Return only the lines running from the one that contains "--ring-rule even-odd" through the end of the entries, exactly, both ends included. Omit pictures.

++++ SOURCE RECORDS

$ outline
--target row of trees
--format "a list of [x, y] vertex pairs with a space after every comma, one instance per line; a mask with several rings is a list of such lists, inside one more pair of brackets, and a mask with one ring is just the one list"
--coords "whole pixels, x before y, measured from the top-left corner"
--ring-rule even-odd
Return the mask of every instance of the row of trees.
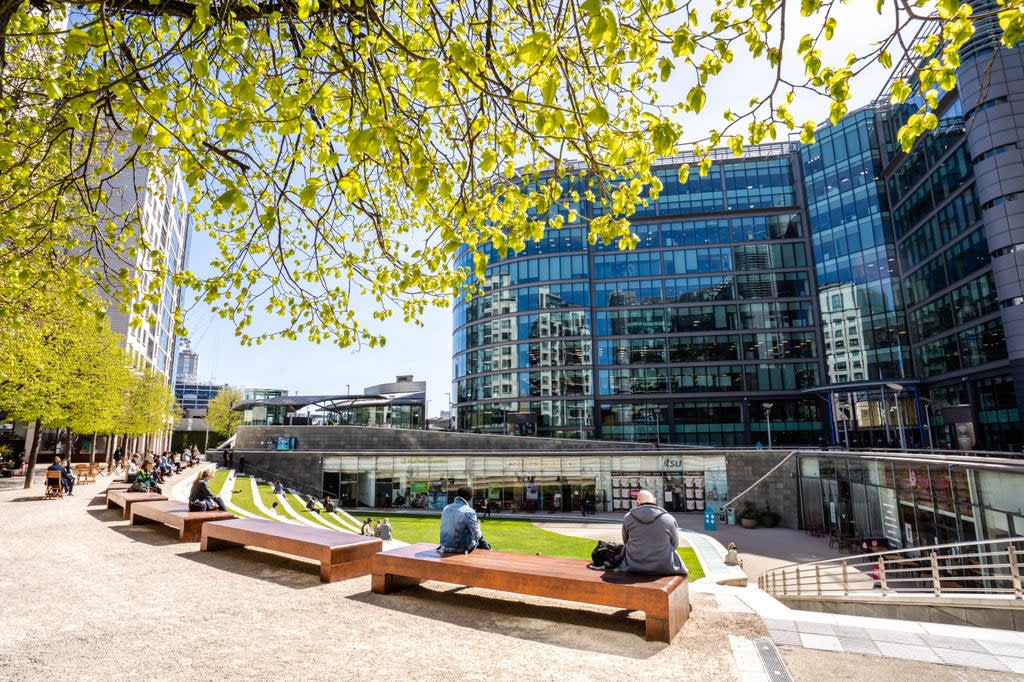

++++++++

RESULT OF THE TASK
--ring-rule even-odd
Return the mask of every instance of the row of trees.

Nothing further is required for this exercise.